## [Problem]
Could you filter the material and copy every line where the word "headlight" occurs?

## [Records to process]

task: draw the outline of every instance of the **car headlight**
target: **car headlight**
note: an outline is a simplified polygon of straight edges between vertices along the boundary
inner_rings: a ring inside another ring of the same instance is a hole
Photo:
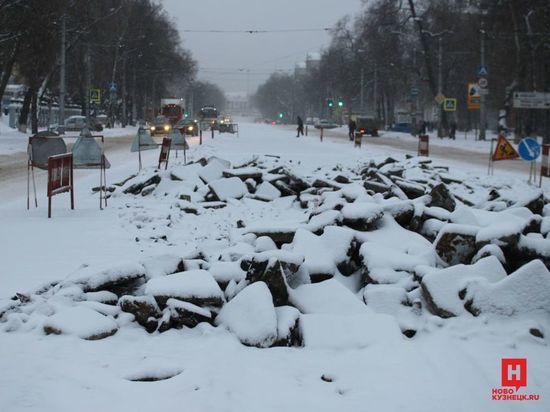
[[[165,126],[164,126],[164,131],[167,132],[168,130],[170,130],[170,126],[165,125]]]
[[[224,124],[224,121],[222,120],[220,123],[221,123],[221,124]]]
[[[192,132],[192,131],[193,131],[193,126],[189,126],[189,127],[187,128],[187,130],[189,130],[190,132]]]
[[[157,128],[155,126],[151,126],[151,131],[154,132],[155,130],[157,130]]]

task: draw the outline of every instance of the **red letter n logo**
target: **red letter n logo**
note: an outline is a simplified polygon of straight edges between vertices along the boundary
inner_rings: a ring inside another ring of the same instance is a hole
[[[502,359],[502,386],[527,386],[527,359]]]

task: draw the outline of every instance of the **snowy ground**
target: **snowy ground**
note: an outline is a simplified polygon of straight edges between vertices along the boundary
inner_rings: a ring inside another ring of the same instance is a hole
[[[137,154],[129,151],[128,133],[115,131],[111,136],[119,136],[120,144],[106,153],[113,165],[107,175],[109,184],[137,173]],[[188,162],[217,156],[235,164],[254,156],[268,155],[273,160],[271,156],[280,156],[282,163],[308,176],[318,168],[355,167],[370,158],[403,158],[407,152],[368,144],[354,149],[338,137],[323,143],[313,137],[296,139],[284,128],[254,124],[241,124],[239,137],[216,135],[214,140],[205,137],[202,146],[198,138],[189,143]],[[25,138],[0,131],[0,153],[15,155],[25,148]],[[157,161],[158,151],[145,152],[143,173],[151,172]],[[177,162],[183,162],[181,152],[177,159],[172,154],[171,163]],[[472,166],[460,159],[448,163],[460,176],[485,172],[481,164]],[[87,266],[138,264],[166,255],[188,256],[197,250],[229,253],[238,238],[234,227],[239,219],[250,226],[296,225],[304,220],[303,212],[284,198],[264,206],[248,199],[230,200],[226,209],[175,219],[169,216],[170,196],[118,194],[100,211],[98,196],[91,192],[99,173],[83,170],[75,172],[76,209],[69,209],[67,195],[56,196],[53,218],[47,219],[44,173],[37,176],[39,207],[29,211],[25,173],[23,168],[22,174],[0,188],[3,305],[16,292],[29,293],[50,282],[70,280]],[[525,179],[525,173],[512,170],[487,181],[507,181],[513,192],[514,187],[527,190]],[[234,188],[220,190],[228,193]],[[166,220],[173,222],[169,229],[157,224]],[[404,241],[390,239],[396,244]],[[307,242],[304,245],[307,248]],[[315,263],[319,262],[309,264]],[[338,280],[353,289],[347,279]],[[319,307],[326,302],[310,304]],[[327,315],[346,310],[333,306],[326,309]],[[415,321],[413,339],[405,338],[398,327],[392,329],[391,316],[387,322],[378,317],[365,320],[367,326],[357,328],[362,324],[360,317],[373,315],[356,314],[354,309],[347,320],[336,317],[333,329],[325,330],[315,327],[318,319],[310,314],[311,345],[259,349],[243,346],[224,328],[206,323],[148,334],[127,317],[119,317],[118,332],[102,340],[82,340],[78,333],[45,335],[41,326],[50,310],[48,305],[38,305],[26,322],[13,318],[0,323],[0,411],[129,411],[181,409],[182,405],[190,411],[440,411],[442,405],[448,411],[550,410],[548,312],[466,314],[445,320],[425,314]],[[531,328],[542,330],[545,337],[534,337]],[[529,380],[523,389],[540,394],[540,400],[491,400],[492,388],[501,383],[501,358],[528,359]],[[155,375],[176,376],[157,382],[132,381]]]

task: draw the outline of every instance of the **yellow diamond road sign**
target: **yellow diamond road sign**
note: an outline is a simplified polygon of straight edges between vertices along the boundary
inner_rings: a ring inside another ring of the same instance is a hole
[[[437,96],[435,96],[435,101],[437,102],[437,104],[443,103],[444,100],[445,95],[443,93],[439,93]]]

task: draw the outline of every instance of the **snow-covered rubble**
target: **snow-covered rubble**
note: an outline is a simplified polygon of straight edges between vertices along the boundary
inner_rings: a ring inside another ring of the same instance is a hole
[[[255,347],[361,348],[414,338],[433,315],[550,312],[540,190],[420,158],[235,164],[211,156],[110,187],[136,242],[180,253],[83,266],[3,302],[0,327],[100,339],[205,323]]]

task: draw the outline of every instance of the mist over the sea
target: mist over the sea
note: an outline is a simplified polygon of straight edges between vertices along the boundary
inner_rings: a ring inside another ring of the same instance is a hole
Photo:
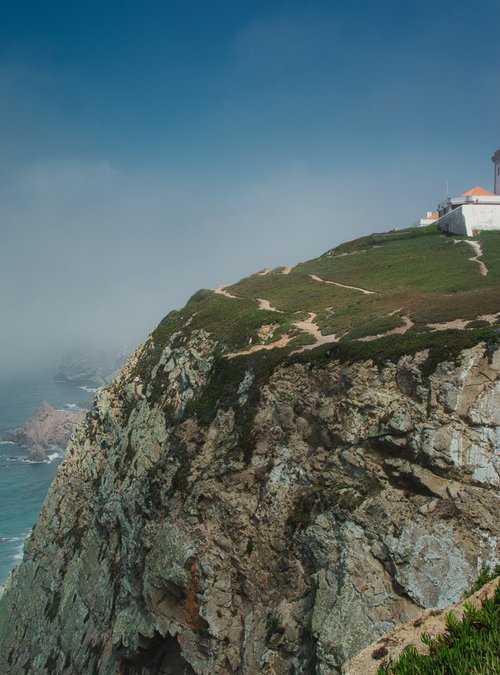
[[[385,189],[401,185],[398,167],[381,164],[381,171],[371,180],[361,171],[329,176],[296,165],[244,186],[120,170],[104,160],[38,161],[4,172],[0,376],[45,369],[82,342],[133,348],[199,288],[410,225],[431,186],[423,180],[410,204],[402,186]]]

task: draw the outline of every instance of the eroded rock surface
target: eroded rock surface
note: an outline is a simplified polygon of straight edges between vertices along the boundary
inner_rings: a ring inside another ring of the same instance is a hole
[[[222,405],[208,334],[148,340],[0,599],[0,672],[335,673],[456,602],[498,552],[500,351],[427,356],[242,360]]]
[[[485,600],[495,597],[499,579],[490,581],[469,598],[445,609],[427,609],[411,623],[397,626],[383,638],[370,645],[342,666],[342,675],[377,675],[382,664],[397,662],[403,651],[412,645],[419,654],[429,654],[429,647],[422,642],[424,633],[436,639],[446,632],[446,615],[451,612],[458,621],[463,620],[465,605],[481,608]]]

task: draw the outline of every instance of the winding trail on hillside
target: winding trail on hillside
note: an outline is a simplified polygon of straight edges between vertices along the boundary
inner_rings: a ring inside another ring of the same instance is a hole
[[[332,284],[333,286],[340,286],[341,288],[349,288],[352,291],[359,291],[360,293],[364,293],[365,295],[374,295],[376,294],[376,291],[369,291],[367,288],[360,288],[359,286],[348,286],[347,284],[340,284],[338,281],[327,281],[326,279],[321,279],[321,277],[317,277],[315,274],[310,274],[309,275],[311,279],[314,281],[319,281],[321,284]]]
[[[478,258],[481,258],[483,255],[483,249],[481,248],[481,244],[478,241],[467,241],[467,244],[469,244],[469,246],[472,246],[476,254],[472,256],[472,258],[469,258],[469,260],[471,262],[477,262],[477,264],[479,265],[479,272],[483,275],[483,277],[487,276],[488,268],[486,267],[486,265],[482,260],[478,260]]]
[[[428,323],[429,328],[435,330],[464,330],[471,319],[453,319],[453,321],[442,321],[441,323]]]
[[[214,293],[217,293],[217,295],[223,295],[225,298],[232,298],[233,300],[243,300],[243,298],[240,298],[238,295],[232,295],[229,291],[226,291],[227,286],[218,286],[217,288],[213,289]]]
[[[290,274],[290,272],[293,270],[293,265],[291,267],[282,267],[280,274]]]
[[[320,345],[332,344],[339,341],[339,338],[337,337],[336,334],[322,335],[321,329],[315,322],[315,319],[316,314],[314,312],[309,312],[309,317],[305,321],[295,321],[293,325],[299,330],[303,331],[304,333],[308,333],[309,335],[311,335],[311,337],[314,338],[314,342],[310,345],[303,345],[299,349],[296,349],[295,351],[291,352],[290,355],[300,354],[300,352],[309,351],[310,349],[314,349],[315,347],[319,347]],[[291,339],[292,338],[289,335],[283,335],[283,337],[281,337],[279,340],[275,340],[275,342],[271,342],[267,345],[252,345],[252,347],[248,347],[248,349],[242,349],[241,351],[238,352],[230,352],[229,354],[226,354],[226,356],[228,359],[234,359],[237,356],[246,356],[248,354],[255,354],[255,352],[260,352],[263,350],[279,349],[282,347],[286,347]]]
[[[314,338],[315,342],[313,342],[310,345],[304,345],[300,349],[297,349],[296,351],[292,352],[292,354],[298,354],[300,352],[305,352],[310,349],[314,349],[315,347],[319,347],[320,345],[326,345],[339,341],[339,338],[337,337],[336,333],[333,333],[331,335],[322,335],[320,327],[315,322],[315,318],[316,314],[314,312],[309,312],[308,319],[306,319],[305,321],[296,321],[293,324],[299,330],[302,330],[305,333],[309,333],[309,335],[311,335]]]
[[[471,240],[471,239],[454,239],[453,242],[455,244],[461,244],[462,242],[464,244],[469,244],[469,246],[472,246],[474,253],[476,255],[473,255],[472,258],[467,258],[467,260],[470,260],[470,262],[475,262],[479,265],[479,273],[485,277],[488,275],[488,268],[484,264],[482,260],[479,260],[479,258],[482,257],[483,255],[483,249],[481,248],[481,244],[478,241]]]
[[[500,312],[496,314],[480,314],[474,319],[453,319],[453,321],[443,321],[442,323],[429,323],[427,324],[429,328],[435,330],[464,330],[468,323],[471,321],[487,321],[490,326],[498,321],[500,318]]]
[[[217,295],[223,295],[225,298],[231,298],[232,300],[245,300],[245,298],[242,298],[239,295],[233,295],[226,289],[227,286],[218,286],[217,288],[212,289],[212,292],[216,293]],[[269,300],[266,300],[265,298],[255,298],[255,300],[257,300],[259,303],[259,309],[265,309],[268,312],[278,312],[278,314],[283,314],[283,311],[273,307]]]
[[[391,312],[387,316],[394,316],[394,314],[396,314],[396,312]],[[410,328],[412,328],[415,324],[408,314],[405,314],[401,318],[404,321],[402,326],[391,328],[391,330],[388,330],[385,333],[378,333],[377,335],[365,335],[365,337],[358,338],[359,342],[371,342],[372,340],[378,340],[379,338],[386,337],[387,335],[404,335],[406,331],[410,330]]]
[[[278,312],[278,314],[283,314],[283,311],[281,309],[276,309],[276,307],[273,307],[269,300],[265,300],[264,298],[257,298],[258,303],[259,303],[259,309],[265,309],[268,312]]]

## [Task result]
task: draw the outline of every instance of the **car headlight**
target: **car headlight**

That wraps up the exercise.